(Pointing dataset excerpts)
^^^^^^^^^^^^^^^^
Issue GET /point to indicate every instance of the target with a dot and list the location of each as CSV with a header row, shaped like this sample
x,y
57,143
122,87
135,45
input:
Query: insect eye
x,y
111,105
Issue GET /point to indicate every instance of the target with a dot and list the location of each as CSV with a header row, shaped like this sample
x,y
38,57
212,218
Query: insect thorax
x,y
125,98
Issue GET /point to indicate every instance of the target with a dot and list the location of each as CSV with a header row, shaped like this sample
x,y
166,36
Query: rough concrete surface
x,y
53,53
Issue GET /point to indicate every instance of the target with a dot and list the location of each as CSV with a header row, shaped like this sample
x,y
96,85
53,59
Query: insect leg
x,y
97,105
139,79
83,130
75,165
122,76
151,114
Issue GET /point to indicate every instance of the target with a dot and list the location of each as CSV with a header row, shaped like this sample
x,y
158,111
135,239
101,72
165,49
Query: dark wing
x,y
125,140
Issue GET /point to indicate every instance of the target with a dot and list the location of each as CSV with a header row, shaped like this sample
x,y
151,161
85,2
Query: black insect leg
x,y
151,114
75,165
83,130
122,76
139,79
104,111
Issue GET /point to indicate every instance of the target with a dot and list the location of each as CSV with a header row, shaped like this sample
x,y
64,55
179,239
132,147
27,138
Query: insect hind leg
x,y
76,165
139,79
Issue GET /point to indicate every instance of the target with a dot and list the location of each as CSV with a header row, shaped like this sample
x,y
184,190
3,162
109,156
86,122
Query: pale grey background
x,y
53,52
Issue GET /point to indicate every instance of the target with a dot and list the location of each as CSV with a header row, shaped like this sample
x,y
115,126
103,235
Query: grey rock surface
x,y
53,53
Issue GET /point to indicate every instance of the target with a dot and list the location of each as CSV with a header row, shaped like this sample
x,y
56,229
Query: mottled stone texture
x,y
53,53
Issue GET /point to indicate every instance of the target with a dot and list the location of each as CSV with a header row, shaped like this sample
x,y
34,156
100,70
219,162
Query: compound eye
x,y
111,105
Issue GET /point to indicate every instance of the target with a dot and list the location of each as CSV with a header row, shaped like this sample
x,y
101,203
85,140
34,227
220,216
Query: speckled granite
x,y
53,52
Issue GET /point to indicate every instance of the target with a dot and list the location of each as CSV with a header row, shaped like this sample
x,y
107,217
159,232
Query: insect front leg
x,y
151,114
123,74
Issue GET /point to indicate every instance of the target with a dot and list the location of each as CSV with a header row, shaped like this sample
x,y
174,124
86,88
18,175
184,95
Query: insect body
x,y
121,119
^^^^^^^^^^^^^^^^
REQUIRED WORK >>
Your task is to repeat the data exactly, with nothing left out.

THE RESPONSE >>
Issue GET /point to indicate every instance of the target with a dot and list the location of each as CSV with a header row, shaped like this sample
x,y
57,143
122,87
135,45
input:
Query: insect eye
x,y
111,105
Issue GET /point to indicate every instance of the target with a dot and list the location of each as CSV with a header row, shaped like this sample
x,y
38,57
212,218
Query: insect thorax
x,y
125,98
Issue GET /point to indicate every instance of the target with a dot and list the location of each as CSV with a header row, shaped like this sample
x,y
166,36
Query: rough concrete surface
x,y
53,53
Issue GET /point to indicate every instance of the target with a dot and list the location of each as CSV with a header row, shaped like this sample
x,y
96,85
53,59
Query: insect leg
x,y
97,105
139,79
83,130
75,165
122,76
151,114
Issue GET /point to indicate every instance of the target with a dot and list the location of each as CSV with a header row, shaped like this sample
x,y
158,111
135,239
101,72
165,49
Query: dark wing
x,y
125,140
Issue GET /point to indicate every instance of the target with a dot and list the location of each as CSV with a header row, shaped like this sample
x,y
151,161
85,2
Query: black insect leg
x,y
151,114
75,165
83,130
122,76
139,79
104,111
Issue GET /point to indicate every instance of the target with a dot and list the location of each as CSV with a header row, shaped like this sample
x,y
64,55
179,239
132,147
27,138
Query: insect hind leg
x,y
76,165
139,79
Issue GET /point to indicate every instance of the target with a dot and list the location of each as CSV with a header row, shaped like this sample
x,y
184,190
3,162
109,156
86,122
Query: pale grey background
x,y
53,52
Issue GET /point to indicate every instance of the target with a dot and list the location of each as CSV with a header row, shaped like this sample
x,y
115,126
103,235
Query: grey rock surface
x,y
53,53
Issue GET /point to indicate every instance of the target with a dot and list the location of each as CSV with a header row, shaped like this sample
x,y
56,229
Query: mottled stone texture
x,y
53,53
Issue GET /point to indicate every instance of the target with a dot and list the location of each as CSV with a header row, shaped like this sample
x,y
34,156
100,70
219,162
Query: compound eye
x,y
111,105
Issue GET /point to indicate every instance of the target with a dot and list the location of each as CSV with a header row, shaped like this sample
x,y
101,203
85,140
34,227
220,216
Query: speckled granite
x,y
53,52
Issue GET /point to indicate every instance of the target with a dot and list the location of each as CSV with a header row, shaped like this sample
x,y
107,217
159,232
Query: insect front leg
x,y
151,114
123,74
Issue GET /point to indicate every instance of the target with a dot and list the location of each as CSV with a header row, shaped like this sample
x,y
174,124
86,88
18,175
184,95
Query: insect body
x,y
121,119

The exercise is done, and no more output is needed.